Dataset entries:
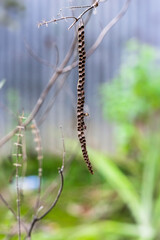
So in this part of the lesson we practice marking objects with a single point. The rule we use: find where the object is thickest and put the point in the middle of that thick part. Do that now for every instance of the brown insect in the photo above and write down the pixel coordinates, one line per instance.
(81, 95)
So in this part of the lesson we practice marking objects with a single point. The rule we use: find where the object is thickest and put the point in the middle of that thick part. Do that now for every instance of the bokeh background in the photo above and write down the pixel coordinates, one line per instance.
(121, 200)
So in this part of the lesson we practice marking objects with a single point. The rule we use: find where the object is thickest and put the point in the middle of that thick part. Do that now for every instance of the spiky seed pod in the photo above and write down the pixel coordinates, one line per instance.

[Try it]:
With the pictures excluded, retype the records above verbatim.

[Result below]:
So in this part of the lesson we practice marking objects with a single point. The rule we use: find where the object is thickest and put the point in the middle of that thick part. Do that now for every instance of the brown insect in the photo above and write down the pixel coordinates, one line per instance.
(81, 95)
So in this part of the lesson we practice marking objects with a single point. The rule we use: find where the object is thickest and put the point in the middle of that thick part. Do that now for every instance of the bokeh background in the photo above and write down the pixel coordinates, one line per instance.
(121, 200)
So in this part of the lesson we practice marking objects with a single point. The rule we use: find where the object is thickest and put the point in the middle of that thick part. Do that now for every instance of the spiky seed pod in the photo above and write down the pixel coordinates, one line per instance.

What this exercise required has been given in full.